(Given entries):
# # # # #

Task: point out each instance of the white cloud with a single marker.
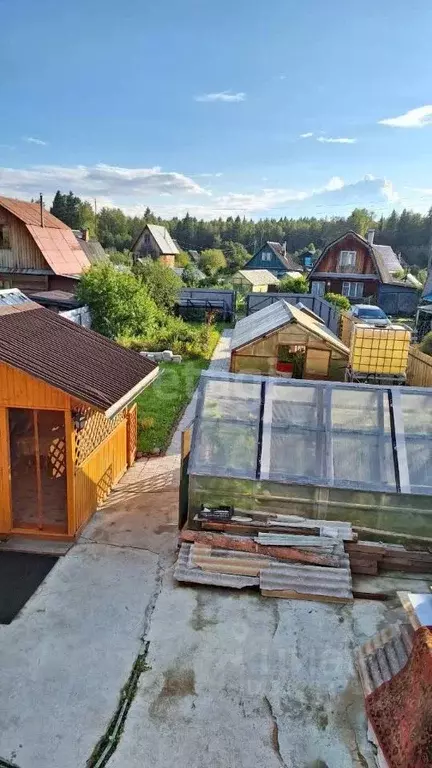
(170, 193)
(96, 181)
(329, 140)
(208, 175)
(228, 96)
(33, 140)
(334, 183)
(415, 118)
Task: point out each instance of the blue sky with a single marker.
(206, 106)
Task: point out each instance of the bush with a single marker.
(119, 303)
(161, 282)
(182, 338)
(339, 301)
(291, 284)
(426, 344)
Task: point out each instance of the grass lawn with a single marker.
(161, 405)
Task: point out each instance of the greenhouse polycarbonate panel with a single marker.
(225, 400)
(226, 447)
(355, 409)
(296, 455)
(363, 461)
(347, 436)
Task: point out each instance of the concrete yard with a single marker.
(231, 678)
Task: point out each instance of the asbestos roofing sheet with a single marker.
(60, 249)
(260, 324)
(183, 571)
(307, 580)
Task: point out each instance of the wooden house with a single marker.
(155, 242)
(283, 340)
(254, 280)
(37, 251)
(363, 271)
(274, 258)
(68, 425)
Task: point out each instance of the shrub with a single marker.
(119, 303)
(339, 301)
(291, 284)
(426, 344)
(161, 282)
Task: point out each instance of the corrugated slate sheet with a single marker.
(185, 571)
(259, 324)
(60, 249)
(30, 213)
(258, 276)
(306, 581)
(384, 656)
(69, 357)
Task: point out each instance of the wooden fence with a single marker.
(419, 370)
(98, 473)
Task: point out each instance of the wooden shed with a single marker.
(284, 340)
(68, 423)
(254, 280)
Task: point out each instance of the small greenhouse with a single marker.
(317, 449)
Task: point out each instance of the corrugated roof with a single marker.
(12, 296)
(275, 316)
(286, 258)
(185, 571)
(93, 250)
(307, 580)
(30, 213)
(60, 249)
(258, 276)
(265, 321)
(384, 656)
(71, 358)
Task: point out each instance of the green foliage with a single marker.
(119, 303)
(236, 255)
(123, 258)
(190, 276)
(339, 301)
(182, 259)
(290, 284)
(76, 213)
(161, 282)
(426, 344)
(212, 260)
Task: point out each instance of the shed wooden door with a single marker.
(38, 470)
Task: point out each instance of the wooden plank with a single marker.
(244, 544)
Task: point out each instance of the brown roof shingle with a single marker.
(55, 240)
(71, 358)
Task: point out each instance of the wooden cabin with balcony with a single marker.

# # # # #

(Task directions): Print the line containing "Task: point out each instance of the small" and every line after it to the end of the records above, exactly as written, and nothing else.

(Response to this exercise):
Task: point out each instance of the small greenhouse with a single marker.
(317, 449)
Task: point out each instance of the corrugated roof with a single marker.
(12, 296)
(275, 316)
(286, 258)
(185, 571)
(93, 250)
(307, 580)
(30, 213)
(60, 249)
(258, 276)
(265, 321)
(384, 656)
(71, 358)
Task: point out each instance of the green foliage with a single marker.
(119, 303)
(236, 255)
(123, 258)
(190, 276)
(339, 301)
(182, 259)
(290, 284)
(76, 213)
(161, 282)
(426, 344)
(212, 260)
Task: point out each instance of the shed wooden door with a single marker.
(38, 470)
Task: point out each instance of the wooden plank with a single marker.
(244, 544)
Task: point out each instance of the brown roof shingle with a single marker.
(55, 240)
(71, 358)
Task: point out each instance of the wooden cabin with balcony with a single marker.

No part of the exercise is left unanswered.